Records from a dataset:
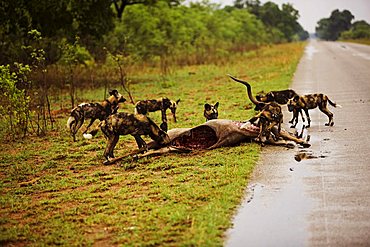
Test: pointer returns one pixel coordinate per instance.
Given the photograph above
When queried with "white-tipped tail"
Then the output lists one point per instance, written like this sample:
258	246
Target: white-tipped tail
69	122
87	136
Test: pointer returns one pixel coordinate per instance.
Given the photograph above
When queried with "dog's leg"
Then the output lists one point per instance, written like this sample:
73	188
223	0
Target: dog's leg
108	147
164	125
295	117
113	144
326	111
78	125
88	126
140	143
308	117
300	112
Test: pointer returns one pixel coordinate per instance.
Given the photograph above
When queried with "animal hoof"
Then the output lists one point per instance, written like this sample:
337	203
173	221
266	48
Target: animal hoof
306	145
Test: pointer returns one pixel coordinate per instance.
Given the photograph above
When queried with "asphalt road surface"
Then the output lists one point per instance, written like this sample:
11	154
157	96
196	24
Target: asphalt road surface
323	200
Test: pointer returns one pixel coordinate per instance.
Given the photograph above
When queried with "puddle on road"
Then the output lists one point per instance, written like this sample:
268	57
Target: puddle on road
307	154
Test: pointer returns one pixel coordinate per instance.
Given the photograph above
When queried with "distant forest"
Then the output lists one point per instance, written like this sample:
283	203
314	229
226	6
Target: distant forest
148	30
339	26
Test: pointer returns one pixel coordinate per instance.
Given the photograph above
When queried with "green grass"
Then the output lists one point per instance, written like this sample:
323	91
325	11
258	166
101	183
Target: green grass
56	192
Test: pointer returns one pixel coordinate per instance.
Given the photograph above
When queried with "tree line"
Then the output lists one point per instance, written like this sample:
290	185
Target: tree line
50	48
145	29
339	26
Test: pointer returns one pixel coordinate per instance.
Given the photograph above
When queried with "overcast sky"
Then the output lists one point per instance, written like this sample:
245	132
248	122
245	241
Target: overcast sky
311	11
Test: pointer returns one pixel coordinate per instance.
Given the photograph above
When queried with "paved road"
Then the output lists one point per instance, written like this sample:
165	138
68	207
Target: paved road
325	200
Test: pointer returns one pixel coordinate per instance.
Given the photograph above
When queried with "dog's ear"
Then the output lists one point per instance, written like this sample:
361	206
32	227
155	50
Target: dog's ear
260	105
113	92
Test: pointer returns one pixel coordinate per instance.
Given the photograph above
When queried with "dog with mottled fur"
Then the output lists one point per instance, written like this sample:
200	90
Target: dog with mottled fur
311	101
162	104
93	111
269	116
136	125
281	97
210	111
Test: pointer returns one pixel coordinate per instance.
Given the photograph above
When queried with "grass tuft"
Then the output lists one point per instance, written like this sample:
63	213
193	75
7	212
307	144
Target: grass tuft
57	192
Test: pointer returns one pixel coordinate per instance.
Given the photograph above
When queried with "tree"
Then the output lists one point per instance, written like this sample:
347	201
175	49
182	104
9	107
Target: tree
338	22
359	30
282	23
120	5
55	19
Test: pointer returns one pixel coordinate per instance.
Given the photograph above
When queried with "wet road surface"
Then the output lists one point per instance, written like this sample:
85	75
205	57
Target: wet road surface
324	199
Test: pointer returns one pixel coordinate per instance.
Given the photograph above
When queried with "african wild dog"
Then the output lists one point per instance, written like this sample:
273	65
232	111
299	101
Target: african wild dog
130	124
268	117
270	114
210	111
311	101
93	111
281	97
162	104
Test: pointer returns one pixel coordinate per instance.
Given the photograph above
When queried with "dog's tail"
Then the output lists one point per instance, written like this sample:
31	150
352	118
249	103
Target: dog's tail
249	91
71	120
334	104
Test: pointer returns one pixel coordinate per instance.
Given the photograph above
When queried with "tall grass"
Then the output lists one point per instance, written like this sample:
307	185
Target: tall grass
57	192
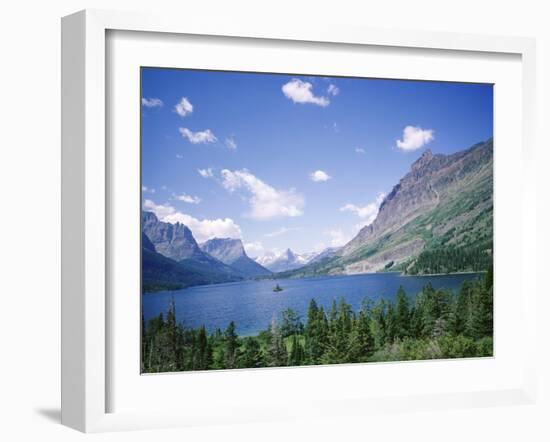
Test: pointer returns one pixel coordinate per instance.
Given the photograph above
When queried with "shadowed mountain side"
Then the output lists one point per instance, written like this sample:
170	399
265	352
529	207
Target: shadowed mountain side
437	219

# [PROBLEM STATEMENT]
Would you copy the records word for word, without any of their pictures?

# [EXERCISE ANSWER]
Test: pointer returns one pixel coordinate per instance.
Given the photograph above
When queried with "white-tipped tail"
Then the output lists one point per instance, written like this sample:
258	246
Target: white-tipped tail
69	122
87	136
Test: pointer returns one pixel coordinate per instance.
Given the photograph above
When queried with "dog's leg"
Then the output lists one point per instance, written like this sample:
73	188
223	0
Target: dog's leg
108	147
164	125
295	117
113	144
326	111
78	125
88	126
140	143
308	117
300	112
Test: pointer returns one pixel coordinate per instance.
Given the photograph above
When queried with "animal hoof"
Then the output lists one point per instance, written like this sample:
337	203
173	221
266	48
Target: animal hoof
306	145
Test: pointer returns one pixel coordinate per instance.
Given the photograph above
When queried with "asphalt road surface"
Then the output lists one point per instance, written like this sample:
11	154
157	96
196	24
Target: asphalt road surface
323	200
Test: pointer returns one pixel coordinate per instance.
Given the photograph above
When queried with "puddle on road"
Then the output lists one point per instance, written like this sample:
268	57
Target: puddle on road
307	154
Test: pointer returns one pixel coordinate per instance.
Given the photograph above
When queried with "distant forest"
Then the output lists one point per instance, written like this sample:
283	203
314	229
226	6
Target: distant forest
148	30
339	26
Test: pointer returns one pixel coordinate per instance.
Given the photograph above
When queried with "green grass"
Then the output lists one point per instance, written like this sample:
323	91
325	11
258	166
101	183
Target: green grass
56	192
Test: pointer returns one pixel coordinate per instance.
Given the photograph above
When queried with "tree line"
Then the output lists one point per instance, written like this sample:
290	185
Target: tree line
50	48
145	29
339	26
Test: pointer returns one pixel coordinate per instance.
Given the photograph above
When queried with "overcast sky"
Then the output lists one point per instance, written like this sample:
245	132
248	122
245	241
Target: overcast sky
311	11
Test: pointer returns one pixel coordinate per instance.
Given the photograph above
When queried with "paved road"
Then the output lists one point per instance, written like this sample:
165	138
68	207
Target: paved road
325	200
Test: pointer returns one pixel coordinate per instance.
Given the photograph above
When queried with "dog's ear"
Then the output lists one point per instance, written like this sample:
361	206
32	227
155	50
Target: dog's ear
260	105
113	92
Test: pointer returns one pixel coordinate per instance.
Given the photograph above
When queried with "dog with mottled fur"
Then the output lists one point per instance, written like this sample:
200	90
Target: dog with mottled fur
311	101
162	104
93	111
269	116
136	125
281	97
210	111
Test: pointer returns one pixel coordinate per instance.
Given the photograph above
When queried with "grass tuft"
Then the output lists one point per instance, written like this sample:
63	213
193	75
7	212
307	144
Target: grass tuft
57	192
Test: pointer returns one pixel coordinate per instance.
Given the photograph above
When queried with "tree"
Then the output lists one point per instance, written like this sample:
347	201
175	49
182	104
9	107
Target: tree
338	22
359	30
282	23
120	5
55	19
Test: pointer returns one pixel coordinate per instance.
Given the photograph above
When queried with "wet road surface"
Then the output lists one point per instance, written like this sample:
85	75
205	57
Target: wet road surface
324	199
Test: pointer returns one pixel coordinate per instance.
Given the photograph above
When queried with "african wild dog"
Then the output lists one point per instance, written like this sample:
273	65
232	111
299	101
Target: african wild dog
130	124
268	117
270	114
210	111
311	101
93	111
281	97
162	104
Test: pointer returns one pixel coordinate per instance.
Given the photograph above
When queried with "dog's tail"
Then the output lists one point per instance, written like this sample:
31	150
352	118
249	103
Target: dog's tail
249	91
71	120
334	104
Test: pointer returns one pixel coordinate per instance.
Given the photograph above
When queried with "tall grass"
Then the output lists one point per instance, written like this sample:
307	185
Target: tall grass
57	192
Test: pointer returns one pixel coordinate per instance.
Given the photograph above
When queried with "shadowed mountain side"
Then the output lists one point per instance, written like this sample:
170	399
265	352
529	207
Target: shadowed mountain side
437	219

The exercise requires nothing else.